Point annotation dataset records

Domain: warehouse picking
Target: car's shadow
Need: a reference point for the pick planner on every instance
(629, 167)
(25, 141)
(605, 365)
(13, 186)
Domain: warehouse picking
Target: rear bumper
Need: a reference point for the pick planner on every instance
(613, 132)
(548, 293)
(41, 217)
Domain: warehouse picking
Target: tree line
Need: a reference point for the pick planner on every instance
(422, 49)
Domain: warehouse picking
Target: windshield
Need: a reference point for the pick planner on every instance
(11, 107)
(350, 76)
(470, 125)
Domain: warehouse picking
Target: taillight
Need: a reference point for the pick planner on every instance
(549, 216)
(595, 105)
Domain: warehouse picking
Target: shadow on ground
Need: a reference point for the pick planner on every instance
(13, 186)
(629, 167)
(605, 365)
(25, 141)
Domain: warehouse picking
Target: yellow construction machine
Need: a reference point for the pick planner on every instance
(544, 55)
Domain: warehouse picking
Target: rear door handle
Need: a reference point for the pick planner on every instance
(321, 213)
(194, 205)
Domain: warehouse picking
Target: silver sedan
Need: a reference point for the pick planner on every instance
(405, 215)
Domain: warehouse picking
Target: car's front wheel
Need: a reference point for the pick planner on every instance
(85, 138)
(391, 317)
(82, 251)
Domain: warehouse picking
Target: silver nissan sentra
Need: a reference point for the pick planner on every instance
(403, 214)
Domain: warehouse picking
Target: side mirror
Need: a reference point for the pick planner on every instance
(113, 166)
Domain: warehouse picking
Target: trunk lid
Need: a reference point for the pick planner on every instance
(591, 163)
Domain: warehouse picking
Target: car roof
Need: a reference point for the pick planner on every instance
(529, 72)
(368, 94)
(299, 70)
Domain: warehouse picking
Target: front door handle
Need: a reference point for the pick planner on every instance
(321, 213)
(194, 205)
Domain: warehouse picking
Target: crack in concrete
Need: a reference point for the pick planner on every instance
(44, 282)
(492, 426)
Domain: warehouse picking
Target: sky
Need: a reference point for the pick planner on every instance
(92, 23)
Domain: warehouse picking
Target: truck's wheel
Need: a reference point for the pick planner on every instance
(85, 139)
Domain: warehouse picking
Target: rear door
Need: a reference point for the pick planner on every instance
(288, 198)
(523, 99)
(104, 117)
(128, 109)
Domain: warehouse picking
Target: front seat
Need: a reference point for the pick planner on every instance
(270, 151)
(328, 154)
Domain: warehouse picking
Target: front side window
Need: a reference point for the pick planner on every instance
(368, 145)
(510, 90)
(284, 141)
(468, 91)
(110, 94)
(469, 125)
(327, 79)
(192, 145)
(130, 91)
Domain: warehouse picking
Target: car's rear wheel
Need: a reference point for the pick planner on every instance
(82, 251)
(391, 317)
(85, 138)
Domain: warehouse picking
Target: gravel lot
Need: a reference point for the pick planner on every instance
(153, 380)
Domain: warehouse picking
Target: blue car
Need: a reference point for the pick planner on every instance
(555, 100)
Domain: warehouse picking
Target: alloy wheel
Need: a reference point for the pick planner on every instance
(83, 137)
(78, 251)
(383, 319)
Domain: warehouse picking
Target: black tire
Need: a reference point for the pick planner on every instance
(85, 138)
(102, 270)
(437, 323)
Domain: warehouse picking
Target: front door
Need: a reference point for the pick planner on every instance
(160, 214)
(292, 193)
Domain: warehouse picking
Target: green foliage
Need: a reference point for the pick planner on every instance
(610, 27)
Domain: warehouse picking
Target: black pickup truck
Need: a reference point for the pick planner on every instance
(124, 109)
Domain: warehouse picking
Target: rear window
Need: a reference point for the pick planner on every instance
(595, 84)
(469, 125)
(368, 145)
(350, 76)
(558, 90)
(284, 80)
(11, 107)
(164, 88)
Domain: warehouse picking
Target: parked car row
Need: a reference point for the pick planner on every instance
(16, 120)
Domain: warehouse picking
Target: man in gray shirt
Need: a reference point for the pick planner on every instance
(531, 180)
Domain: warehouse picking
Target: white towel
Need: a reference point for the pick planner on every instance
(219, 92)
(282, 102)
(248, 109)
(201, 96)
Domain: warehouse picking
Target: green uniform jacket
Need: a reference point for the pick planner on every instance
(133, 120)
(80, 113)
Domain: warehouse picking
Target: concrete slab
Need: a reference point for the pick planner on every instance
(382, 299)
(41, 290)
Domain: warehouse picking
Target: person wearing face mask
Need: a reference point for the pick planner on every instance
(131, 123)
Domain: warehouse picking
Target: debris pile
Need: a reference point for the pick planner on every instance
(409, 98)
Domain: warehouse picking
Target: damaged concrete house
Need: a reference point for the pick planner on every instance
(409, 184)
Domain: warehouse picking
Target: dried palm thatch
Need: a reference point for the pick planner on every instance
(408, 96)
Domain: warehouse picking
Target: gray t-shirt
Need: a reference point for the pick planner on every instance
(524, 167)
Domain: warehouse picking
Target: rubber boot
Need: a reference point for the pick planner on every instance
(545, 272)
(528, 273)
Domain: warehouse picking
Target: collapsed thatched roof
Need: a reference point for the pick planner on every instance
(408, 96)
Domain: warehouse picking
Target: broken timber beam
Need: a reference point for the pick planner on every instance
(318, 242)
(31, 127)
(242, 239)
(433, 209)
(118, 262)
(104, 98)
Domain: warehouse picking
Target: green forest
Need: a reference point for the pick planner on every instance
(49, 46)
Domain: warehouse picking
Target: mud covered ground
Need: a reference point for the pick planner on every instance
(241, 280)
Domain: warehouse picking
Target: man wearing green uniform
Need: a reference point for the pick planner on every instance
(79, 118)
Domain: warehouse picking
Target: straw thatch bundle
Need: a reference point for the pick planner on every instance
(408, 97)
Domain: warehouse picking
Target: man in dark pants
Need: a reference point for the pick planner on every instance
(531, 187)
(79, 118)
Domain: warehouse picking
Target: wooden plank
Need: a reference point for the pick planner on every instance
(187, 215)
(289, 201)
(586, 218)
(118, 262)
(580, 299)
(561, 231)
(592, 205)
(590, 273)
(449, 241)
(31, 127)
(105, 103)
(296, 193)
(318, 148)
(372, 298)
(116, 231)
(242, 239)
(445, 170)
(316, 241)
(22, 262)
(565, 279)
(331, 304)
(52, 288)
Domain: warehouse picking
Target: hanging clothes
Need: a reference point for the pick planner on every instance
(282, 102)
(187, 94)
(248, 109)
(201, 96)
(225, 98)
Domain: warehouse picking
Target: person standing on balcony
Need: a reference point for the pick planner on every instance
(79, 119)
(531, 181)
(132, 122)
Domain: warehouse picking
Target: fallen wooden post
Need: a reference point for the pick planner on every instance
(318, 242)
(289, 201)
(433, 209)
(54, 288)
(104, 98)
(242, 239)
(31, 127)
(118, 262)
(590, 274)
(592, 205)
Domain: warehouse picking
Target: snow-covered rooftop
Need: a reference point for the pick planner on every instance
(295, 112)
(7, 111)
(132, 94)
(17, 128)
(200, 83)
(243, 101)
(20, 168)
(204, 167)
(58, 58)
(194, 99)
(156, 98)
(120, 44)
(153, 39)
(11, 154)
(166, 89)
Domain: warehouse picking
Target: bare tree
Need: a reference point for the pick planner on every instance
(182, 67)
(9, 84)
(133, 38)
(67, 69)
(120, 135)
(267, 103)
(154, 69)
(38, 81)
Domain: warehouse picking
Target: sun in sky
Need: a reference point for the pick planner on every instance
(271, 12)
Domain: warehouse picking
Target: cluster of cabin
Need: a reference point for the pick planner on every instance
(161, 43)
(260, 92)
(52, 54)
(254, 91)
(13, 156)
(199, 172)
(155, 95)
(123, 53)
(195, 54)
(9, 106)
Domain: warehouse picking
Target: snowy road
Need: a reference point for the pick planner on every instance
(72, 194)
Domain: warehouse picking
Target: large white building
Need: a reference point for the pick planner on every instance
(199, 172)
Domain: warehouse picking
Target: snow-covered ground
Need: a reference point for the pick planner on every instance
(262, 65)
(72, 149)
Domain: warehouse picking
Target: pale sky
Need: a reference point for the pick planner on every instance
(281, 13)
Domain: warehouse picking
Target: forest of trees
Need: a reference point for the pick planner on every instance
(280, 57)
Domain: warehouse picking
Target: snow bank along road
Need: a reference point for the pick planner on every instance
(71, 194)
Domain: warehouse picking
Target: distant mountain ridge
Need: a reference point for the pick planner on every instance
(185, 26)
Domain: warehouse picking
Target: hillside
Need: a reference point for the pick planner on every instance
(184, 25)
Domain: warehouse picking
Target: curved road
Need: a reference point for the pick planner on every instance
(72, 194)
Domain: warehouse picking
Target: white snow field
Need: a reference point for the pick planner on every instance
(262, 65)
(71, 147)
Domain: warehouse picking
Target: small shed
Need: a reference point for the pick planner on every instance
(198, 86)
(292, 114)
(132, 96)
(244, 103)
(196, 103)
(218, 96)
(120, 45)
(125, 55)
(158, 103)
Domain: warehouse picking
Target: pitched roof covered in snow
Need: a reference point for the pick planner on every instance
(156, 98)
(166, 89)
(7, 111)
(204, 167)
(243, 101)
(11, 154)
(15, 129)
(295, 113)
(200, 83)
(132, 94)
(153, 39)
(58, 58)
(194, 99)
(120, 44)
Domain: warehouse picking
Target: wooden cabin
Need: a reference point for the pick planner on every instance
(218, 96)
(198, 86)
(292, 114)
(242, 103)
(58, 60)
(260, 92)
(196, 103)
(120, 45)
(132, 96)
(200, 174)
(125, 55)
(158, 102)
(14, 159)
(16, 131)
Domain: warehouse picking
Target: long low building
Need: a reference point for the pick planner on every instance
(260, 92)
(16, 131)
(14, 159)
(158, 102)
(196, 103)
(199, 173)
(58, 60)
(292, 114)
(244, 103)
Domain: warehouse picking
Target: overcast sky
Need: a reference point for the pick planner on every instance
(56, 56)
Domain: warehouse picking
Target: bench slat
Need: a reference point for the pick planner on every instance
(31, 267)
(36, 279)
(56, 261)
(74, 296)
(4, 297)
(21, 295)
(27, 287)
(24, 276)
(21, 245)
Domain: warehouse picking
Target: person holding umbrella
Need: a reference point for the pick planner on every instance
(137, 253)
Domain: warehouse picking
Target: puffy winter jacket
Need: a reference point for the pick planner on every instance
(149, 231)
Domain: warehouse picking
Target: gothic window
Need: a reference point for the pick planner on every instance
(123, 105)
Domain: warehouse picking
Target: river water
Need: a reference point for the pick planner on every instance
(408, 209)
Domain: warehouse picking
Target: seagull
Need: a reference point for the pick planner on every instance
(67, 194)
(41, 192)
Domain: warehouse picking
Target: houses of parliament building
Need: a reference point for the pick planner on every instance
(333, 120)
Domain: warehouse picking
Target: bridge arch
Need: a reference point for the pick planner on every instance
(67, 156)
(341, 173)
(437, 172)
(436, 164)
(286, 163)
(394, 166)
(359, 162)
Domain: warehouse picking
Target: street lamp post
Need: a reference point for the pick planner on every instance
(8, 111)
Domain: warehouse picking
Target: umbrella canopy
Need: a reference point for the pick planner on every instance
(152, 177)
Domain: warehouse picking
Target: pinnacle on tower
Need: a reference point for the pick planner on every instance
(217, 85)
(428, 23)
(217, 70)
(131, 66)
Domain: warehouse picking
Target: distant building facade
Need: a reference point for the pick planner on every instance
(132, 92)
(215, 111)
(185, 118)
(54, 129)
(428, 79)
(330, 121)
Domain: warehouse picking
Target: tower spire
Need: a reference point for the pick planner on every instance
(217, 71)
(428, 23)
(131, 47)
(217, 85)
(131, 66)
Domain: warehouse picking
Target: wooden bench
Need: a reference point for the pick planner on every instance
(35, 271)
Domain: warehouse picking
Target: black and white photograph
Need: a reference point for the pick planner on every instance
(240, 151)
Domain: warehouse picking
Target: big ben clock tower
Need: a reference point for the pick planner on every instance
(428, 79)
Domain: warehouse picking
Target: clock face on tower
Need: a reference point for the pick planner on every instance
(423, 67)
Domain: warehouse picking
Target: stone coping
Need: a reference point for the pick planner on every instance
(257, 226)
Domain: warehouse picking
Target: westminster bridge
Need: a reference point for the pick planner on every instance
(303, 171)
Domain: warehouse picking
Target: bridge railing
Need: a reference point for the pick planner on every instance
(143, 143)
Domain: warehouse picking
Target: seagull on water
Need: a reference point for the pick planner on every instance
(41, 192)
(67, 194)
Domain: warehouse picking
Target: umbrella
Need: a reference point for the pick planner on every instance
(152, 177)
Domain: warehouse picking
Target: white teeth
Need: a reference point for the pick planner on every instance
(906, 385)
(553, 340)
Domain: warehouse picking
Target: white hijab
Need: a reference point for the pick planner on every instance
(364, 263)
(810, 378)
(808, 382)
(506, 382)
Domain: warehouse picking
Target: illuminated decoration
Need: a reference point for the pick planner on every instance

• Task objective
Please return every line of the data above that contains the string "seagull", treating uppercase and lowercase as different.

• Task output
Target: seagull
Target: seagull on water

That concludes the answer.